Would you copy only the lines below, beginning with the one that contains "Can you find the tall" and running through the last entry line?
— Begin Task input —
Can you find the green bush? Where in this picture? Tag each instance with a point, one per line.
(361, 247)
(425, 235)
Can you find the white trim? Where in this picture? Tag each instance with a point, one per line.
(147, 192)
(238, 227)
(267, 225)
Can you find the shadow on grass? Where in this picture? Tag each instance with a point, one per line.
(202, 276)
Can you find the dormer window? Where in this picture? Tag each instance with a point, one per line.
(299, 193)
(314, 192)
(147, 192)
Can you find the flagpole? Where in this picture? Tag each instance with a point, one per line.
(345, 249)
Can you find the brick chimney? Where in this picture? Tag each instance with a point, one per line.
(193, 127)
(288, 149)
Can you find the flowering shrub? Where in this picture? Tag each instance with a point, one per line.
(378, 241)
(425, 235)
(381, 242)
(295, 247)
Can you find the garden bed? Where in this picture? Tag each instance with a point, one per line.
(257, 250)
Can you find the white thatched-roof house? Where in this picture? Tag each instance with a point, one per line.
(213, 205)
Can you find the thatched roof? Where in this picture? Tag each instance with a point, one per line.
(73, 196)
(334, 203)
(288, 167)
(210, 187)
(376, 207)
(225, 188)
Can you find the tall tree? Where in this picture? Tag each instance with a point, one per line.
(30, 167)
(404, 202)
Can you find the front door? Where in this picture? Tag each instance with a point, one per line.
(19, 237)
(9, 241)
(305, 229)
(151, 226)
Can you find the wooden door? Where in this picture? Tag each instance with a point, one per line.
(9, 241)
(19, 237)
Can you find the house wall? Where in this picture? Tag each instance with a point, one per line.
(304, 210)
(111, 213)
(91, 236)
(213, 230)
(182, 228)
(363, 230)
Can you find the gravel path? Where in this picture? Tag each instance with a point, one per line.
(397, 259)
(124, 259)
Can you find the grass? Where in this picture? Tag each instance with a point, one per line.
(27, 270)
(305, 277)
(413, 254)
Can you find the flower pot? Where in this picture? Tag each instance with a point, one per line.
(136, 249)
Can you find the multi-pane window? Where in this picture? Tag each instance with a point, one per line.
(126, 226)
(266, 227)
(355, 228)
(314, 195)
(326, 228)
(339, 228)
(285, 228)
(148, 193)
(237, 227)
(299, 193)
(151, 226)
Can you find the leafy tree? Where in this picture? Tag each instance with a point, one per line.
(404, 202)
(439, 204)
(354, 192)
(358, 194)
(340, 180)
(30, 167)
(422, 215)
— End Task input —
» Response to the task:
Can you find the tall tree? Where in this picture? Tag each instance with a point, one per line.
(30, 167)
(404, 202)
Can you find the front door? Where in this picture? Tag each instance with a point, one per line.
(19, 237)
(9, 241)
(305, 229)
(151, 226)
Can you find the wooden door? Where in this picture? Tag each instance with a point, one per line.
(9, 241)
(19, 237)
Can you find the house wall? Where in this picture? Tag each instance with a point, one per line.
(304, 210)
(111, 213)
(91, 236)
(213, 230)
(182, 228)
(363, 230)
Can you find the gravel path? Where in this picture? Tag each instance with a point, one per line.
(397, 259)
(124, 259)
Can you find the grass? Where in this picture? Tag each instance with a point, one per line.
(27, 270)
(305, 277)
(413, 254)
Can you find the flower pot? Where in this picture? Tag each instance with a point, one per line.
(136, 249)
Can you find the multi-pane window? Where in this picture? Tag each instance with a point, one per line.
(126, 226)
(266, 227)
(355, 228)
(314, 195)
(326, 228)
(339, 228)
(285, 228)
(148, 193)
(237, 227)
(299, 193)
(151, 226)
Can you find the leafy tree? Where in this picture? Tag each instance with a point, one per line.
(404, 202)
(439, 204)
(354, 192)
(358, 194)
(340, 180)
(30, 167)
(422, 215)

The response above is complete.